WRITTEN PROBLEM –
Pick out every line of the records below that contains the word "chair", and copy each one. Case counts.

Photo labels with boxes:
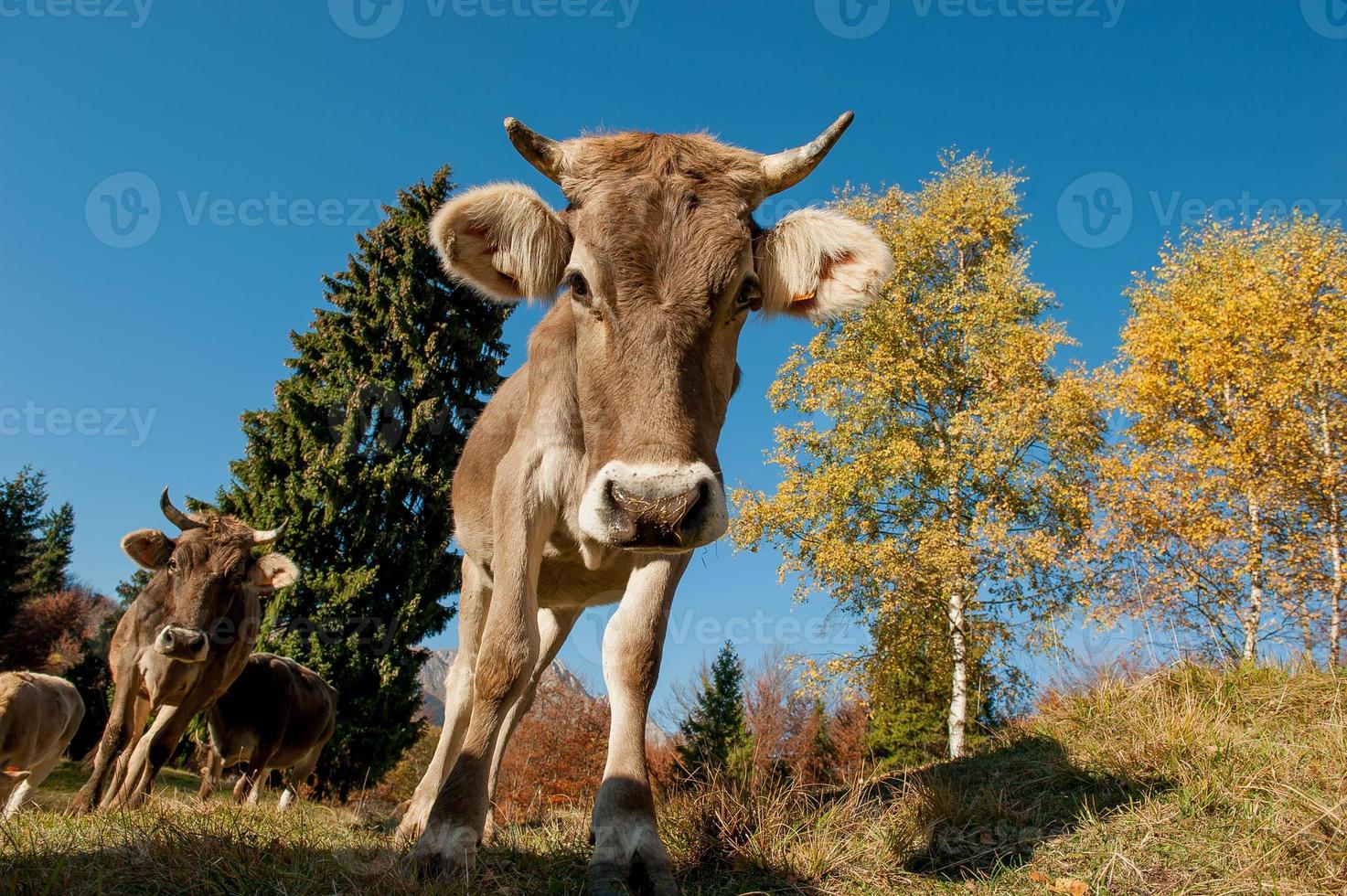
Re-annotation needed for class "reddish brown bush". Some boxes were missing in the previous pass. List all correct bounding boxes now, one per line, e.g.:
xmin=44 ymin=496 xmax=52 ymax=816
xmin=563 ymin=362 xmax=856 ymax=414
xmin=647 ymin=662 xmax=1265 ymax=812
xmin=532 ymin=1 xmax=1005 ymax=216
xmin=0 ymin=588 xmax=114 ymax=675
xmin=496 ymin=675 xmax=609 ymax=823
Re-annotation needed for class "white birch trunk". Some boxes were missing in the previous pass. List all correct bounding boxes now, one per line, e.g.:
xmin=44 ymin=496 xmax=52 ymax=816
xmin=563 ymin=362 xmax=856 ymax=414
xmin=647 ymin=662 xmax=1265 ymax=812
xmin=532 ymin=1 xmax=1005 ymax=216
xmin=1244 ymin=498 xmax=1264 ymax=662
xmin=948 ymin=585 xmax=968 ymax=759
xmin=1319 ymin=401 xmax=1347 ymax=668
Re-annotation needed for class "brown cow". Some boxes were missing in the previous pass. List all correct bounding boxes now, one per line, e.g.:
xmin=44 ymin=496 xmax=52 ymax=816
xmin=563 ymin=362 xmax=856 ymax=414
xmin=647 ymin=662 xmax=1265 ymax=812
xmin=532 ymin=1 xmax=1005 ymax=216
xmin=399 ymin=113 xmax=893 ymax=893
xmin=71 ymin=489 xmax=299 ymax=814
xmin=0 ymin=672 xmax=83 ymax=818
xmin=198 ymin=654 xmax=337 ymax=808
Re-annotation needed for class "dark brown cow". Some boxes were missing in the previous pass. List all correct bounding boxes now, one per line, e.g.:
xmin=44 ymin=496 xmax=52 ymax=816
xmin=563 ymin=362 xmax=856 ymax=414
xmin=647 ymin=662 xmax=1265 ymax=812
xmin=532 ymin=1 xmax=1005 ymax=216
xmin=199 ymin=654 xmax=337 ymax=808
xmin=399 ymin=113 xmax=893 ymax=893
xmin=71 ymin=489 xmax=299 ymax=814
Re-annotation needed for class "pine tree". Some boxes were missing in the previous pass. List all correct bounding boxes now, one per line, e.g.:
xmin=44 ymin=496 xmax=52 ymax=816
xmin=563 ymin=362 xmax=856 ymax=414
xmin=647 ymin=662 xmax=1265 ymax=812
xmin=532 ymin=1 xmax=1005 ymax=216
xmin=0 ymin=466 xmax=48 ymax=631
xmin=28 ymin=503 xmax=75 ymax=595
xmin=679 ymin=641 xmax=749 ymax=777
xmin=116 ymin=570 xmax=154 ymax=608
xmin=219 ymin=165 xmax=508 ymax=795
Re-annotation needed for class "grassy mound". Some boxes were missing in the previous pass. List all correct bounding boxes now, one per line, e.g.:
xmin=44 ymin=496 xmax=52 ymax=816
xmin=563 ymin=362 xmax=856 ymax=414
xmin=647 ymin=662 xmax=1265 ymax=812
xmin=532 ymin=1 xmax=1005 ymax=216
xmin=0 ymin=666 xmax=1347 ymax=896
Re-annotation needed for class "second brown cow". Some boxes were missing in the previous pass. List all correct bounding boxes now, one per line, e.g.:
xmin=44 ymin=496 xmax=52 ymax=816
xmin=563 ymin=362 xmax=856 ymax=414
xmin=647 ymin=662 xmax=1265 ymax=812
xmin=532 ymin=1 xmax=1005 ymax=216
xmin=199 ymin=654 xmax=337 ymax=808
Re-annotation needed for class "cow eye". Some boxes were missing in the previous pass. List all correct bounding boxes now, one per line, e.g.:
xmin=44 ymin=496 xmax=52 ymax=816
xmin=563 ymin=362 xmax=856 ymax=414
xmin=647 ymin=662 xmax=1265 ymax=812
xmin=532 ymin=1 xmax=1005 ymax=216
xmin=566 ymin=271 xmax=589 ymax=302
xmin=734 ymin=273 xmax=763 ymax=311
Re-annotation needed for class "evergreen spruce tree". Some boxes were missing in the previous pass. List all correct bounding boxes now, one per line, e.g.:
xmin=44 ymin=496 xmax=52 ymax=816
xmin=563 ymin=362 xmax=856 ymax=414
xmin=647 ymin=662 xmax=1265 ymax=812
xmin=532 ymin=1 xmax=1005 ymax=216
xmin=678 ymin=641 xmax=749 ymax=779
xmin=219 ymin=165 xmax=508 ymax=796
xmin=28 ymin=503 xmax=75 ymax=594
xmin=0 ymin=466 xmax=48 ymax=632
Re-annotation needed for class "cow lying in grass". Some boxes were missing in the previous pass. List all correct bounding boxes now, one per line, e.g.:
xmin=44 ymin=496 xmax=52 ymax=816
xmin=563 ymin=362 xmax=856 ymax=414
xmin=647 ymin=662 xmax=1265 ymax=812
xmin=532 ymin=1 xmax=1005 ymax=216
xmin=70 ymin=489 xmax=299 ymax=814
xmin=198 ymin=654 xmax=337 ymax=808
xmin=0 ymin=672 xmax=85 ymax=818
xmin=400 ymin=113 xmax=893 ymax=893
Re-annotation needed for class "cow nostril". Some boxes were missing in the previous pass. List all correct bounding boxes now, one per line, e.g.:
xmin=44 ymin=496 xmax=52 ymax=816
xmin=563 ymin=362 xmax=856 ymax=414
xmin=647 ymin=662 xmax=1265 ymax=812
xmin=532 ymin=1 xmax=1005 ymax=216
xmin=679 ymin=483 xmax=711 ymax=531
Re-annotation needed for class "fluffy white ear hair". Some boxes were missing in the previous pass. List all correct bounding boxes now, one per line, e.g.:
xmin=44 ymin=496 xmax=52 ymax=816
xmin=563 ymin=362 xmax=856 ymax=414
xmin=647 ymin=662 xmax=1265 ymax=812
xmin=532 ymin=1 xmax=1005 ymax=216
xmin=248 ymin=552 xmax=299 ymax=595
xmin=757 ymin=208 xmax=893 ymax=322
xmin=430 ymin=183 xmax=572 ymax=302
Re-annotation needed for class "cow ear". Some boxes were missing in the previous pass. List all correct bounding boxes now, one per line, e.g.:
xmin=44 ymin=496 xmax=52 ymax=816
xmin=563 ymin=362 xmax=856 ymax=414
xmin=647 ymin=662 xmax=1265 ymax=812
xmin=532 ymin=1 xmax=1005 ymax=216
xmin=122 ymin=529 xmax=174 ymax=572
xmin=755 ymin=208 xmax=893 ymax=322
xmin=248 ymin=554 xmax=299 ymax=594
xmin=430 ymin=183 xmax=572 ymax=302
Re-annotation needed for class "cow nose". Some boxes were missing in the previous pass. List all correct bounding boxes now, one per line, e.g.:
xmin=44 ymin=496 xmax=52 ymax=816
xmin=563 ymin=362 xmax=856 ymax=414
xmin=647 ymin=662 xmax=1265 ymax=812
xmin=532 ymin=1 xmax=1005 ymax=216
xmin=579 ymin=461 xmax=726 ymax=551
xmin=155 ymin=625 xmax=206 ymax=662
xmin=607 ymin=483 xmax=709 ymax=547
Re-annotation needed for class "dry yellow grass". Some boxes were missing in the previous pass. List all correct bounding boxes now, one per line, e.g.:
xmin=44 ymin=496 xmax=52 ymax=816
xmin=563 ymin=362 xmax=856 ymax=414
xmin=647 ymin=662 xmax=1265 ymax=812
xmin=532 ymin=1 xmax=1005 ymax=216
xmin=0 ymin=666 xmax=1347 ymax=896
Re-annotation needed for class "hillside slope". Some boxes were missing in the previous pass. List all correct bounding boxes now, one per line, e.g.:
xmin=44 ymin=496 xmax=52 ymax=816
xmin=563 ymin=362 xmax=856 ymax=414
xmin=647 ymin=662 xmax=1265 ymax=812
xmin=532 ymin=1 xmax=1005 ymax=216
xmin=0 ymin=666 xmax=1347 ymax=896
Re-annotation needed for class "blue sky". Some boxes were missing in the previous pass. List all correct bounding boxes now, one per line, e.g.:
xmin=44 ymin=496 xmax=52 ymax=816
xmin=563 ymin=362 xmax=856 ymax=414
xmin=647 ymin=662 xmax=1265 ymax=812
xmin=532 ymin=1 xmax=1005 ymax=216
xmin=0 ymin=0 xmax=1347 ymax=699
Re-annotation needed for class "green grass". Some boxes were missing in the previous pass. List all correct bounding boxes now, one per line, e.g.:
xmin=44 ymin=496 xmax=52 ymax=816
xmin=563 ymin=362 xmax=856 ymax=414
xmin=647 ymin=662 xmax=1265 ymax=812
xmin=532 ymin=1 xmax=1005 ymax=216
xmin=0 ymin=666 xmax=1347 ymax=896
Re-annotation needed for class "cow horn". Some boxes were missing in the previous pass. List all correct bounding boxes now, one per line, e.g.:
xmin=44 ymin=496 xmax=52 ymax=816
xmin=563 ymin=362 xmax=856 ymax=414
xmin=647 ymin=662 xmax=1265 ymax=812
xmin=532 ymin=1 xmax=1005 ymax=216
xmin=761 ymin=112 xmax=855 ymax=198
xmin=159 ymin=485 xmax=200 ymax=532
xmin=505 ymin=119 xmax=566 ymax=185
xmin=253 ymin=520 xmax=290 ymax=544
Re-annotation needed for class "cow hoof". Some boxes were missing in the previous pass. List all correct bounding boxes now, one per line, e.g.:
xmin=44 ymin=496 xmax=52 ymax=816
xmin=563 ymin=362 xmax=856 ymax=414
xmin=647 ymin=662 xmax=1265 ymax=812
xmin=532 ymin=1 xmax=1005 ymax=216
xmin=407 ymin=825 xmax=478 ymax=880
xmin=66 ymin=794 xmax=93 ymax=818
xmin=589 ymin=839 xmax=679 ymax=896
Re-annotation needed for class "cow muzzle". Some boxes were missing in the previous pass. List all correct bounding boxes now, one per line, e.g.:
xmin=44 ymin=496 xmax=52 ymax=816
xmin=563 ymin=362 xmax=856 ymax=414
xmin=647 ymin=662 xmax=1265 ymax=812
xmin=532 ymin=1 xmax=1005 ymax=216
xmin=579 ymin=461 xmax=727 ymax=552
xmin=155 ymin=625 xmax=210 ymax=663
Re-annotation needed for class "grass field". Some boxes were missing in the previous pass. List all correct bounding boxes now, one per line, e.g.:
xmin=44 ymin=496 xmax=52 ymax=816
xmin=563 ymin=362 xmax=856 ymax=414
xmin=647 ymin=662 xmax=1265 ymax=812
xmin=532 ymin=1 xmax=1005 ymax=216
xmin=0 ymin=666 xmax=1347 ymax=896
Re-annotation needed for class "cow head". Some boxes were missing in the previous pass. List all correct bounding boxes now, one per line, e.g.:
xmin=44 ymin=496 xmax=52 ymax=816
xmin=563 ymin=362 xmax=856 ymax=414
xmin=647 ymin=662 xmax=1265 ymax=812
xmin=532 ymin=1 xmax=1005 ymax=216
xmin=431 ymin=113 xmax=893 ymax=552
xmin=122 ymin=487 xmax=299 ymax=663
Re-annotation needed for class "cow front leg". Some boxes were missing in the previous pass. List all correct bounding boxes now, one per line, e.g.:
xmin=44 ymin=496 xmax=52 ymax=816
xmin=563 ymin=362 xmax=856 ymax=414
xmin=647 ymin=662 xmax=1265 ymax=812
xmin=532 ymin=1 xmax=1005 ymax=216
xmin=410 ymin=485 xmax=556 ymax=877
xmin=109 ymin=697 xmax=205 ymax=808
xmin=70 ymin=667 xmax=144 ymax=816
xmin=396 ymin=557 xmax=492 ymax=842
xmin=482 ymin=606 xmax=581 ymax=844
xmin=589 ymin=555 xmax=689 ymax=896
xmin=197 ymin=746 xmax=225 ymax=800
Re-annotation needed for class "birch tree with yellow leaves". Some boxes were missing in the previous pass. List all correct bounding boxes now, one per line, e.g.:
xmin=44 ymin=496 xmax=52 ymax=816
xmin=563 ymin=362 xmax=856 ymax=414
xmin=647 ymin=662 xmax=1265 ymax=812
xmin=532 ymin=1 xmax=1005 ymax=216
xmin=732 ymin=154 xmax=1103 ymax=756
xmin=1091 ymin=219 xmax=1347 ymax=662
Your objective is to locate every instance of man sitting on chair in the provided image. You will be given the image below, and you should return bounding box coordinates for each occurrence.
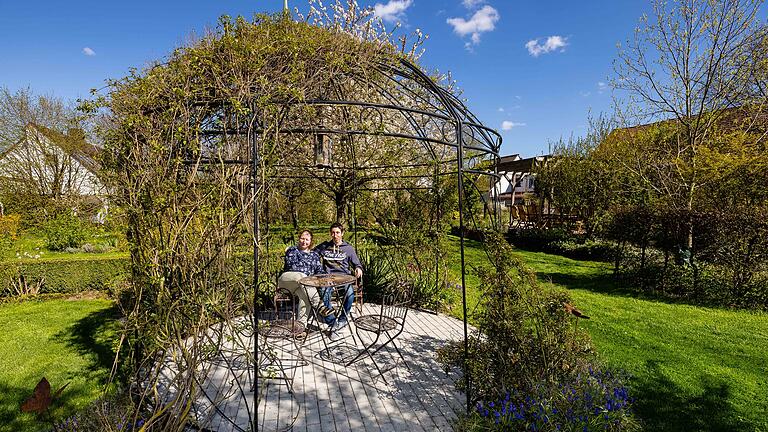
[315,222,363,334]
[277,230,336,325]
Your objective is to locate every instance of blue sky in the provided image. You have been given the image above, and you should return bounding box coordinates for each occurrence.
[0,0,650,156]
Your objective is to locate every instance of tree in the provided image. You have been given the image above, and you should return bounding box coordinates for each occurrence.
[613,0,762,249]
[0,87,97,201]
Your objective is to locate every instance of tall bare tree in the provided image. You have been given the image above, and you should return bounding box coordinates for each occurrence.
[614,0,762,248]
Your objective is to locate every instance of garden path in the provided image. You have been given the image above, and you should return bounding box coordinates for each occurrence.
[156,304,466,432]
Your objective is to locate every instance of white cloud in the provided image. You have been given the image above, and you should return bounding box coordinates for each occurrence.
[461,0,485,9]
[446,5,499,45]
[525,36,568,57]
[373,0,413,22]
[501,120,525,130]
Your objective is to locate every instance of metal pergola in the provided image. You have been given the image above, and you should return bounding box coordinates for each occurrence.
[148,56,501,430]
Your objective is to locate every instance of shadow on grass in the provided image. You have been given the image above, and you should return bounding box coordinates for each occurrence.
[536,271,722,308]
[633,360,760,432]
[54,306,120,373]
[0,377,92,432]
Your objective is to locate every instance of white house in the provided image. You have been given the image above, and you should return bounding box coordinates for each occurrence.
[0,124,105,197]
[493,154,550,207]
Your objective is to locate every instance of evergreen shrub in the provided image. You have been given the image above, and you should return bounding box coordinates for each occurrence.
[43,214,88,251]
[0,257,130,297]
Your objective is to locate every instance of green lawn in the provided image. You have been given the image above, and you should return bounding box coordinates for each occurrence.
[510,251,768,431]
[0,299,116,432]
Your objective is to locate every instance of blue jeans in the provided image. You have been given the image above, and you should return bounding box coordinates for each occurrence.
[323,284,355,324]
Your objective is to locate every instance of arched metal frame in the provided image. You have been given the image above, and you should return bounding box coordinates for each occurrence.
[186,58,501,428]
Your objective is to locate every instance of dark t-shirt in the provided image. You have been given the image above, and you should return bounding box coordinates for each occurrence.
[315,240,363,274]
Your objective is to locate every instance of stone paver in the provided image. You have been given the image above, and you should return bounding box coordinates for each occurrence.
[157,304,466,432]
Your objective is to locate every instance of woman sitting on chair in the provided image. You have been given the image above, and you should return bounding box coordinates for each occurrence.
[277,230,336,324]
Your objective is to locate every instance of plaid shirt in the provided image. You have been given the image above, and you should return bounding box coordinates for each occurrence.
[283,246,325,276]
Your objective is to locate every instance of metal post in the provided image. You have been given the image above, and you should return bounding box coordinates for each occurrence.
[456,118,472,414]
[255,118,260,431]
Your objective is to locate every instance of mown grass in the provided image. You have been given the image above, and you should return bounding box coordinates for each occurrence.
[510,251,768,431]
[0,298,117,432]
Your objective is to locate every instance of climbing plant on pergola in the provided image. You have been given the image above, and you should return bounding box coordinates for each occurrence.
[100,13,501,428]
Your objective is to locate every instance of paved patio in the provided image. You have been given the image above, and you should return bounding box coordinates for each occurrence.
[156,304,466,432]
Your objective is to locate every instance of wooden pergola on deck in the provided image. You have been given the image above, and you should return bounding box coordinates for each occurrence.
[155,304,466,432]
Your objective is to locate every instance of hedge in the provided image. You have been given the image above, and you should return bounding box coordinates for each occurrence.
[0,256,130,297]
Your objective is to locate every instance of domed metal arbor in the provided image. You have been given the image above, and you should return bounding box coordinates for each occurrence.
[129,39,501,430]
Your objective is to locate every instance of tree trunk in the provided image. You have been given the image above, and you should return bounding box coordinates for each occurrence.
[334,192,348,225]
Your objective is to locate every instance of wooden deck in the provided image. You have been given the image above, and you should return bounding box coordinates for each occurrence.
[156,304,466,432]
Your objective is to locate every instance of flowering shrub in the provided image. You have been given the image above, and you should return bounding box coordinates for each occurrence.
[52,394,144,432]
[459,368,637,431]
[438,234,635,431]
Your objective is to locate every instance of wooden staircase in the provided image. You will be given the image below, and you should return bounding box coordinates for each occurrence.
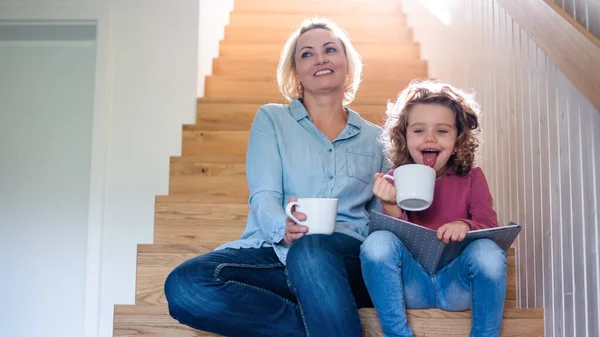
[114,0,544,337]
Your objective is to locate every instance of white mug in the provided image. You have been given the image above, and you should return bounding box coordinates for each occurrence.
[384,164,436,211]
[285,198,338,234]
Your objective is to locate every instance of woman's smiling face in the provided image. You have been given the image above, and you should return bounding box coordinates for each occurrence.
[294,28,348,95]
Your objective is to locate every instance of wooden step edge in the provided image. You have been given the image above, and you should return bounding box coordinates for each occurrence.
[137,240,515,257]
[169,154,246,165]
[114,304,544,319]
[154,194,248,204]
[196,96,386,106]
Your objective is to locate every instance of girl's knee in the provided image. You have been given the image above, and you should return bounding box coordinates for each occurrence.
[360,231,404,262]
[465,239,507,279]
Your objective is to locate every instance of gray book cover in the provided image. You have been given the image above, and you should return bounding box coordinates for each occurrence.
[369,211,521,275]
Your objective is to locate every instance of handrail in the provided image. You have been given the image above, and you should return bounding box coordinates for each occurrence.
[496,0,600,111]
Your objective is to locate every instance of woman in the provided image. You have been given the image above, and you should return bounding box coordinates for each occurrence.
[165,19,387,337]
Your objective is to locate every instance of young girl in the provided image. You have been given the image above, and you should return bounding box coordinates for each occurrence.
[360,81,507,337]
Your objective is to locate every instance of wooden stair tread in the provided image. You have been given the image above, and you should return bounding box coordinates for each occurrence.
[219,40,421,64]
[135,243,516,308]
[224,24,413,45]
[114,304,544,337]
[229,11,406,30]
[213,57,427,81]
[234,0,402,16]
[219,40,420,61]
[195,96,386,131]
[155,194,248,204]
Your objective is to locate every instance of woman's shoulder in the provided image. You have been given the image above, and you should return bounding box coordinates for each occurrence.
[258,103,290,115]
[347,108,381,135]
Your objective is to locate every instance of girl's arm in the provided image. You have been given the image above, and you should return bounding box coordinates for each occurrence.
[246,108,287,244]
[460,167,498,230]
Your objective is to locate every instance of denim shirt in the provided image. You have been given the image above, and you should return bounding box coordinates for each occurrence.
[217,99,388,263]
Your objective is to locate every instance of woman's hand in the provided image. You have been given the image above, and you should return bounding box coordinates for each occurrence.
[438,220,471,243]
[373,173,396,205]
[283,197,308,246]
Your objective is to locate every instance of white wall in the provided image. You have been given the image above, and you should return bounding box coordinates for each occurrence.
[403,0,600,337]
[0,37,96,337]
[553,0,600,38]
[0,0,199,337]
[197,0,233,97]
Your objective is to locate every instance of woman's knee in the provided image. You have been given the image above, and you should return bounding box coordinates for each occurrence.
[360,231,405,263]
[464,239,507,279]
[164,256,215,318]
[286,234,340,270]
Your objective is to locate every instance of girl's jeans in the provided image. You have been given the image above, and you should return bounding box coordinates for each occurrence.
[165,233,372,337]
[360,231,507,337]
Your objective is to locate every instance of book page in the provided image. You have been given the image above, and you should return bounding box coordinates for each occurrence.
[369,211,444,275]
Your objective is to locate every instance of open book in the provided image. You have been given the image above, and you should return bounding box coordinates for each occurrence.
[369,211,521,275]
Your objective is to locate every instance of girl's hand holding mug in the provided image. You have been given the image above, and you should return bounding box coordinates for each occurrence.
[373,173,396,205]
[438,220,471,243]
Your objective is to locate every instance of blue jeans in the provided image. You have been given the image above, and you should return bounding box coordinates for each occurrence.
[165,233,372,337]
[360,231,507,337]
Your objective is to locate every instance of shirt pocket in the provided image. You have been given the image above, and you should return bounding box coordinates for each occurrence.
[346,149,375,184]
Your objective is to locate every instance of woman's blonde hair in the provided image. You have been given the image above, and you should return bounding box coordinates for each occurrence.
[381,80,481,176]
[277,18,362,105]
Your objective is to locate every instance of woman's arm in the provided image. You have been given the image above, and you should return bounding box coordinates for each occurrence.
[460,167,498,230]
[246,108,287,244]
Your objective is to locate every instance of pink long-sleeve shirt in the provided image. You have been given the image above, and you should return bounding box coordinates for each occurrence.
[392,167,498,230]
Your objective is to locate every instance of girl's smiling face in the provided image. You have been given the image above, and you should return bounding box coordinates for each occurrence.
[406,104,458,177]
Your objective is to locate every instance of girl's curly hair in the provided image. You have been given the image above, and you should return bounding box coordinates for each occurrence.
[380,80,481,176]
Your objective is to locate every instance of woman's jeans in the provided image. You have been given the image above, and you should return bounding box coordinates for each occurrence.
[165,233,372,337]
[360,231,507,337]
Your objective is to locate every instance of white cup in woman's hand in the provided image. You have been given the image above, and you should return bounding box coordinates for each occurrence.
[285,198,338,234]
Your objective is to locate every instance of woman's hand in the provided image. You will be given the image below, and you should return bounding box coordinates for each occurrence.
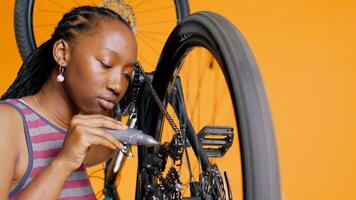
[56,114,127,171]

RESULT BELOW –
Your objective is to locate every instance of man sitting on chair in the provided image. You will be given the image below, and you should return bounding box coordinates for each occurrence.
Your objective is to locate every instance of woman sitting on chair in the provided image. You have been given the image above, and you should return bounding box coordinates for each occurrence.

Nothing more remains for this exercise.